Task material -
▬▬▬▬▬▬

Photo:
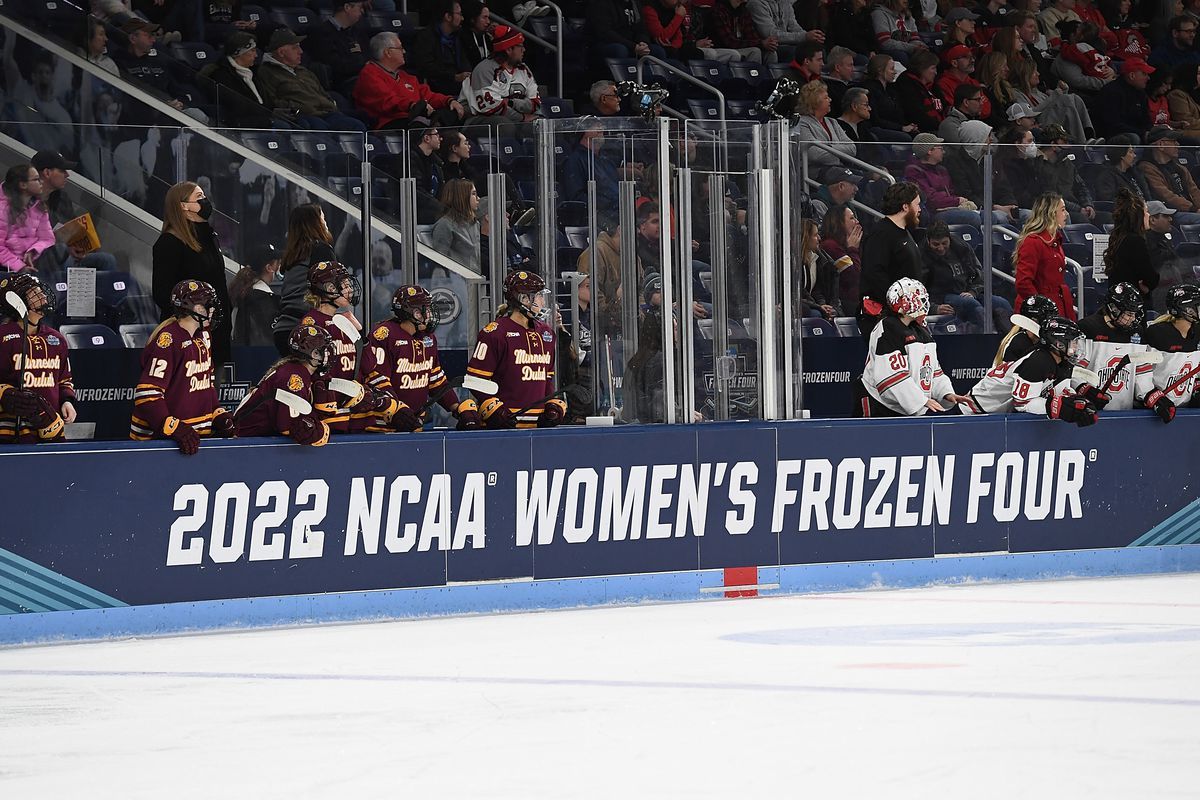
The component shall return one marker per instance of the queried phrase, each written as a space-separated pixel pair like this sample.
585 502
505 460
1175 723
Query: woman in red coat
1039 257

▬▬▬▬▬▬

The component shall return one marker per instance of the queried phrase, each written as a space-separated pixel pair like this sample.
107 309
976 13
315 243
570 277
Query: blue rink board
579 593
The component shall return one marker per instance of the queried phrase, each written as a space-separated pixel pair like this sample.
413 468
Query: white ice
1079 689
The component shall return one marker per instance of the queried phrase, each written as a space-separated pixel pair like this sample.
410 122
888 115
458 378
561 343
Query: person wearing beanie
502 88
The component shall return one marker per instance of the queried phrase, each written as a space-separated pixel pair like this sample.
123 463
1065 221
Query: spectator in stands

▬▬▬▬▬▬

Instruction -
Locate and copy every line of the data above that contains the string "Query".

Correct answer -
Query: woman in red coat
Query: blue rink board
Query: white ice
Query: person wearing beanie
Query: spectator in stands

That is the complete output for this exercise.